[Text passage Boundary: Start]

Ok then I will shut the light off when I go to sleep and turn it back on when I wake up. I'm waiting for them to get them in as the last one I had broke when I was trying to put it on (glass one) and they haven't gotten them back in. It's been up for about a week or so now. I didn't let it cycle as I didn't know about that. I've had fish in the past (gold fish lol and a few sword tails but the sword tails jumped out.) How can I quarantine the new fish? I only have two tanks (the 20gal and a 30gal for my turtles.) How much would a test kit be and what is it used for? I haven't changed it yet due to it being new. But how often should I change the water?
The norm is about once a week, 20 percent of water. Do you have a syphon? It's best to have a quarantine tank taht closely matches yuor waters parameters, and put the new fish in there for a couple weeks to make sure they're healthy. that way if they ever get sick, your other fish in your main tank won't catch it, hopefully not anyway.
Here's a link about the testing kit. Aquarium Water Testing: Aquarium Pharmaceuticals Freshwater Master Test Kit Drsfostersmith is an awesome site, and excellent customer service in my opinion. You can also surely find the kit in your local fish store, but it will probably be cheaper if you order online.

[Text passage Boundary: End]
[Excerpted records Boundary: Start]

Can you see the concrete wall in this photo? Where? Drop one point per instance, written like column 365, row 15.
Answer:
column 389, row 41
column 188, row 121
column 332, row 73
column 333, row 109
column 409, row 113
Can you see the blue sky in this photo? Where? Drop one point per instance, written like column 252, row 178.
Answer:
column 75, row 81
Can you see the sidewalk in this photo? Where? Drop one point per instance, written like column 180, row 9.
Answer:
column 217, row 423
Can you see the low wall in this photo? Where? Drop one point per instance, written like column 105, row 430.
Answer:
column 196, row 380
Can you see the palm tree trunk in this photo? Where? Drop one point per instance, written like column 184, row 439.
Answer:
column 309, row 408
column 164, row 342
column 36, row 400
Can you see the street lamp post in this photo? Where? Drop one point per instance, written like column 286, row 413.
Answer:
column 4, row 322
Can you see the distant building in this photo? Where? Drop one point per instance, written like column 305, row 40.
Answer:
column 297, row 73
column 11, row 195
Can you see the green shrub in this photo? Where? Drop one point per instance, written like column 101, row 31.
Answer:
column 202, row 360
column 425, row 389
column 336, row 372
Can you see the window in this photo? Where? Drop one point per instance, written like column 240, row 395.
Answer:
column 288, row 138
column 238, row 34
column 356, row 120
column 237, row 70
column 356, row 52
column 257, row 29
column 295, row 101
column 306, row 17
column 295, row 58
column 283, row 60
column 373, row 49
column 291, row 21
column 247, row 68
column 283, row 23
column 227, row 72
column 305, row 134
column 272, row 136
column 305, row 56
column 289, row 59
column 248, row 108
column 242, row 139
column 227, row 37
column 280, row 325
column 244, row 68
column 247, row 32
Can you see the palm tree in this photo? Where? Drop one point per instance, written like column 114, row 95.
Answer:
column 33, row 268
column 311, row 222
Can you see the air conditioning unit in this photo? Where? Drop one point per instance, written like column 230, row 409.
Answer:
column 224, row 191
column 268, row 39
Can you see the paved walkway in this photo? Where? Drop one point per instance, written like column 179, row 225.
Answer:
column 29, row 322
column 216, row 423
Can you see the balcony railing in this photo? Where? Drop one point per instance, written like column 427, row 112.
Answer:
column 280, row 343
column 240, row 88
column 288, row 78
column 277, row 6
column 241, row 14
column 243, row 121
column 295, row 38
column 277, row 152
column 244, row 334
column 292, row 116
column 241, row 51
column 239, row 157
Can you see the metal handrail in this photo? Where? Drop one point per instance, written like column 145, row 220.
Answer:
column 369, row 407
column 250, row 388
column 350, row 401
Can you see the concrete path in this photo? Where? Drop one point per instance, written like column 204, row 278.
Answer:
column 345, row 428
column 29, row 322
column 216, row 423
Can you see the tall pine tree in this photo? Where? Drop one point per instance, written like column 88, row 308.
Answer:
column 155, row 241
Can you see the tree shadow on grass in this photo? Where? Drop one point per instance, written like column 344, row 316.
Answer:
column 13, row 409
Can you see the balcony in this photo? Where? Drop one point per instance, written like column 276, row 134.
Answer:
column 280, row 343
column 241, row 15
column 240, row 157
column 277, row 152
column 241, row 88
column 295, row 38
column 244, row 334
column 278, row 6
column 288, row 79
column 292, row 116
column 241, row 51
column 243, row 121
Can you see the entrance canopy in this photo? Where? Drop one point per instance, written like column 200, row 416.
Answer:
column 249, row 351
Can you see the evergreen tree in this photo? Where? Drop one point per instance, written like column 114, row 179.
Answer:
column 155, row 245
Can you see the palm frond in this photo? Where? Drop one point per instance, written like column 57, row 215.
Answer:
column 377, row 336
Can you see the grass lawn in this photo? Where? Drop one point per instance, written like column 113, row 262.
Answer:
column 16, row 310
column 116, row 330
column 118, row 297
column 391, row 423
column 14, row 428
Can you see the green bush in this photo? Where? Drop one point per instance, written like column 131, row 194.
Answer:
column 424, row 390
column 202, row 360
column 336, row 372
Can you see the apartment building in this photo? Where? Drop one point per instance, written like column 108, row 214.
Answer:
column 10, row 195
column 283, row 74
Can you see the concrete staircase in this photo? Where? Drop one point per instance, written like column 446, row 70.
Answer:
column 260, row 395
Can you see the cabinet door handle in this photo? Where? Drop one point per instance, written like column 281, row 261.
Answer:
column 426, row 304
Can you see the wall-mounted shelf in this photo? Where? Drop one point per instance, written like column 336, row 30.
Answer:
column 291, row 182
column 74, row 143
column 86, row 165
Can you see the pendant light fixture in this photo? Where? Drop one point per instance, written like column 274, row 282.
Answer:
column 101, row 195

[Excerpted records Boundary: End]

- [Prompt 1] In the aquarium post, how often and how much of the water is normally changed?
- [Prompt 2] For each statement, say whether it agrees with the aquarium post, and quote the words that decide it. (a) The writer keeps turtles in a 30-gallon tank. (b) The tank has been set up for about a month. (c) The test kit will likely cost less at a local fish store than online.
- [Prompt 3] Copy the aquarium post from "The norm is" to "hopefully not anyway.".
These rows were taken from a different source than the text.

- [Final answer 1] About once a week, 20 percent of the water.

- [Final answer 2]
(a) Yes: "the 20gal and a 30gal for my turtles."
(b) No: "It's been up for about a week or so now."
(c) No: "it will probably be cheaper if you order online."

- [Final answer 3]
The norm is about once a week, 20 percent of water. Do you have a syphon? It's best to have a quarantine tank taht closely matches yuor waters parameters, and put the new fish in there for a couple weeks to make sure they're healthy. that way if they ever get sick, your other fish in your main tank won't catch it, hopefully not anyway.